SUPPLIED MATERIAL:
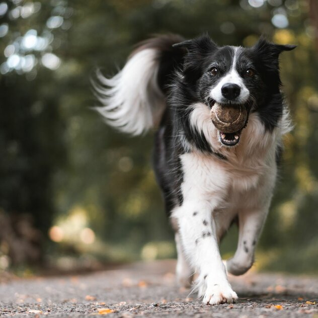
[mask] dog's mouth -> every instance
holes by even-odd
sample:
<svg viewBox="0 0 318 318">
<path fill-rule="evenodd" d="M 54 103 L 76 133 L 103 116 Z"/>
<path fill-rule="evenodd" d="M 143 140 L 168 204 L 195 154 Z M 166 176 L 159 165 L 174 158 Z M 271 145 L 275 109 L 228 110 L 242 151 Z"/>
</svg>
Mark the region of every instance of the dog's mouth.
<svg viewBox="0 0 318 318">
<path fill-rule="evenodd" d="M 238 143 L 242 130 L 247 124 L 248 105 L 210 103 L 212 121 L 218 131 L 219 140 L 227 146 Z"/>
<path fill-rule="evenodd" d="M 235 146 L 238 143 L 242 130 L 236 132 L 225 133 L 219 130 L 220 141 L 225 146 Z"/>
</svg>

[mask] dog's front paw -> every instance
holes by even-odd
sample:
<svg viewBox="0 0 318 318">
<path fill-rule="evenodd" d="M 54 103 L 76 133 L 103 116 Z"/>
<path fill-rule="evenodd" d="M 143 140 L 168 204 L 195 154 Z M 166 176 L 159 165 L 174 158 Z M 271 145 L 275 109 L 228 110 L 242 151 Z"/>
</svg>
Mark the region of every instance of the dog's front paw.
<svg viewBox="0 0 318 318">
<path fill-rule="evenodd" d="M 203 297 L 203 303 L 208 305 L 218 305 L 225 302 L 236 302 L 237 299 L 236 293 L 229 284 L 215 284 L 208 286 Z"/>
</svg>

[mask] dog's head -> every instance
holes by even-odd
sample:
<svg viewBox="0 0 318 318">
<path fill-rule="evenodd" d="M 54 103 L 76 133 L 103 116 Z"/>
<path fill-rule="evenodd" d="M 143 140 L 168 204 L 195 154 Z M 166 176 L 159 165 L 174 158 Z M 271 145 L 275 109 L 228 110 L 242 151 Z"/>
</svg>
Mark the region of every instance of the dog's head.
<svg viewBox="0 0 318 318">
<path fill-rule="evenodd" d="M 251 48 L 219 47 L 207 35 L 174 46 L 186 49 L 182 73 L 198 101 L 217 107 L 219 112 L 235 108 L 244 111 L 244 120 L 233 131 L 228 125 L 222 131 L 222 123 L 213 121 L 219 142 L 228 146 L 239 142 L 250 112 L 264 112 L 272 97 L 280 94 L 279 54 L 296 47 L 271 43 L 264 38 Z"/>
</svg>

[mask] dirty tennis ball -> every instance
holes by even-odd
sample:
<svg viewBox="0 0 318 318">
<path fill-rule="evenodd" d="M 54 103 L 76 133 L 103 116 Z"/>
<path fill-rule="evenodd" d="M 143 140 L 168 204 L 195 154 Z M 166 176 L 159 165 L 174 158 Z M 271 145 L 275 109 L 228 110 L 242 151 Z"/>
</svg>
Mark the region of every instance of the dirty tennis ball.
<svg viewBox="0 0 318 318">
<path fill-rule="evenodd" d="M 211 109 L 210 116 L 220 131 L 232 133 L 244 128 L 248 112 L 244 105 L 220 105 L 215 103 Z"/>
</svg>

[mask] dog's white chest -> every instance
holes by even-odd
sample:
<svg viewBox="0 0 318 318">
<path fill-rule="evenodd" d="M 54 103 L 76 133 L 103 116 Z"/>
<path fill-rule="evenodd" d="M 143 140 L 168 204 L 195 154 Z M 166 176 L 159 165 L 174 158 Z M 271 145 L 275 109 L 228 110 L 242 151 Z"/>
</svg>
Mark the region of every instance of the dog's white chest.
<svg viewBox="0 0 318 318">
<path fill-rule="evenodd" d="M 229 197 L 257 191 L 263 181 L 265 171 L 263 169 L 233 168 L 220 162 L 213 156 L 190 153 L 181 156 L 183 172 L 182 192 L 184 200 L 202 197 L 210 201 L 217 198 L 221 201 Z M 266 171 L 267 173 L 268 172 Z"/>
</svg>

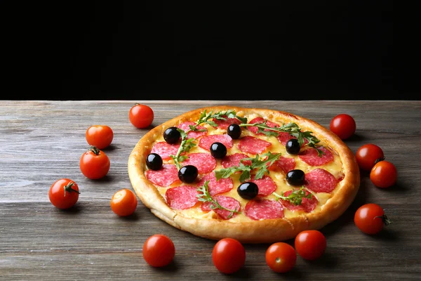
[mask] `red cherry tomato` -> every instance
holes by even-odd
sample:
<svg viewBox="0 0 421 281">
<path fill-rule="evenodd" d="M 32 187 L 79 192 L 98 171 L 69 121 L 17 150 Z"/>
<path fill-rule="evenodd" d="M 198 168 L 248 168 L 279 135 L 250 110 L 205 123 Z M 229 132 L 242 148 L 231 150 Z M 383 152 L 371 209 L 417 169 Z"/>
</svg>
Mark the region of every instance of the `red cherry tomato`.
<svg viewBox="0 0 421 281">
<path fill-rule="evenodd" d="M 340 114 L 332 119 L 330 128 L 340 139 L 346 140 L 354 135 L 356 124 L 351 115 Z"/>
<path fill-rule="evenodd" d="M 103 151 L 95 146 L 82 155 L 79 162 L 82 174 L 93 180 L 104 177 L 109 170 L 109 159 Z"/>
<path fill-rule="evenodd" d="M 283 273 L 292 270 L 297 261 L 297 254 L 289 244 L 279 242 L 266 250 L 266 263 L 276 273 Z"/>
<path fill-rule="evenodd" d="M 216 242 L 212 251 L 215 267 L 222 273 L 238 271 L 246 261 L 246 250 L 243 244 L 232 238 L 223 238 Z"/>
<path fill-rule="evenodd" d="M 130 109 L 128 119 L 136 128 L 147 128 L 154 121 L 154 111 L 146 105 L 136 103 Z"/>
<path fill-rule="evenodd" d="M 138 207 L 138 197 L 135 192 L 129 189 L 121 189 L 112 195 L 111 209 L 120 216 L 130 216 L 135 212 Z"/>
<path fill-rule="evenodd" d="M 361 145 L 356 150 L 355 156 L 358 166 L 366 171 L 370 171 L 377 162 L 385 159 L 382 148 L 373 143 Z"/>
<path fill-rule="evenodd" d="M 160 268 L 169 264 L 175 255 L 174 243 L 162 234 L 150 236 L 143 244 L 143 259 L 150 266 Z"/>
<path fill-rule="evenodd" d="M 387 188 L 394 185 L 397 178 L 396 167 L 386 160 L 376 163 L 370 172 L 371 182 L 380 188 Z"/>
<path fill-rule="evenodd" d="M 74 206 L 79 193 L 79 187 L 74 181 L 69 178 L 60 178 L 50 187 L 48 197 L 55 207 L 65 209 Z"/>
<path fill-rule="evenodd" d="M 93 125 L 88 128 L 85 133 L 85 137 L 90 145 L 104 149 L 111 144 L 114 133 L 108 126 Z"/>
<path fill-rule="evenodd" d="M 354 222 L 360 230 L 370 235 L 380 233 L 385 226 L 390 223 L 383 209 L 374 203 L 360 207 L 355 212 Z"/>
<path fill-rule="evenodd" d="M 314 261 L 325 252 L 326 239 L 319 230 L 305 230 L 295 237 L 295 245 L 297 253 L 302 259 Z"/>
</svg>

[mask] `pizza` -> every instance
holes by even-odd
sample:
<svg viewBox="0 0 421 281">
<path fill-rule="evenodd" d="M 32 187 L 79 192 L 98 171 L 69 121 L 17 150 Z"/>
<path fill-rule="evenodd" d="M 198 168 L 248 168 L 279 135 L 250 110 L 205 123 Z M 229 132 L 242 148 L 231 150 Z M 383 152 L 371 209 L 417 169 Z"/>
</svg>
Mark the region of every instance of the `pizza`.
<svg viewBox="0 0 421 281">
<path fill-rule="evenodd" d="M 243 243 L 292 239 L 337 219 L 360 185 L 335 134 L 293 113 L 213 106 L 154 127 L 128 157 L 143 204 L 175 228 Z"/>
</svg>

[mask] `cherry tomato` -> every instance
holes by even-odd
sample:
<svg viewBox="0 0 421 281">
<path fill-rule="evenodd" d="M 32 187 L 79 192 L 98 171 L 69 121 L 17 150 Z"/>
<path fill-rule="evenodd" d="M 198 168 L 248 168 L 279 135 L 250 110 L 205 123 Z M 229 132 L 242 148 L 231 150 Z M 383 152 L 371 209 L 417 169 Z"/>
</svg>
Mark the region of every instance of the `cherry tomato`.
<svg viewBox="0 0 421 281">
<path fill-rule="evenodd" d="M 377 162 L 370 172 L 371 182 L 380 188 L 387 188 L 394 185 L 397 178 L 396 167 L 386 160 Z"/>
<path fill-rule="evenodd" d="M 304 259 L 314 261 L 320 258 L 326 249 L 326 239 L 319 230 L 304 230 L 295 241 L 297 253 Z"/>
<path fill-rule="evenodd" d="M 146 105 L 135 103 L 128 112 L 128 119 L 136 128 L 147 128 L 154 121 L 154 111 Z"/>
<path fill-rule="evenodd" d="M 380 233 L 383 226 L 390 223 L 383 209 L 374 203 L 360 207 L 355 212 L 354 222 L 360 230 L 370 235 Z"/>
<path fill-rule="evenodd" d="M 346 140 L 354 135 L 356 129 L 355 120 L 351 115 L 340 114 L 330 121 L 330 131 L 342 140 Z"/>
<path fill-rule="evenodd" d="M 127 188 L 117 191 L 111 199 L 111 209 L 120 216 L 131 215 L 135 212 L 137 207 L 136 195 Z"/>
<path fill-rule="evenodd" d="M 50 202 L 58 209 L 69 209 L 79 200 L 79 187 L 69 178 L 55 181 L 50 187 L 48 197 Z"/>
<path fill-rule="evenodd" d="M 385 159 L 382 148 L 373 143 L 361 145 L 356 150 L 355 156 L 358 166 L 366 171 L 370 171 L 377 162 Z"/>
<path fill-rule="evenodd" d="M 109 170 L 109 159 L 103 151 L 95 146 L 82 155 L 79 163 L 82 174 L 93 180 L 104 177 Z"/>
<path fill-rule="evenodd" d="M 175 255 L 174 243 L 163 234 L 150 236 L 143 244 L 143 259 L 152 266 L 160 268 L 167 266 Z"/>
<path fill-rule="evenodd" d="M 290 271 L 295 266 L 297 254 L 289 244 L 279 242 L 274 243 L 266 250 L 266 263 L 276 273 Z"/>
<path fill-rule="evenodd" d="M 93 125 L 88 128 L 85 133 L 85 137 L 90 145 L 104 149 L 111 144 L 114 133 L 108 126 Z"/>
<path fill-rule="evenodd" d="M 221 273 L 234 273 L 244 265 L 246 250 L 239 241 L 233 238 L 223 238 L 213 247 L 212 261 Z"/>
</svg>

WHAT TO WORK ON: Return, in full, every line of the data above that contains the word "dirty".

REPLY TO THE TASK:
[mask] dirty tennis ball -> every instance
Mark the region of every instance of the dirty tennis ball.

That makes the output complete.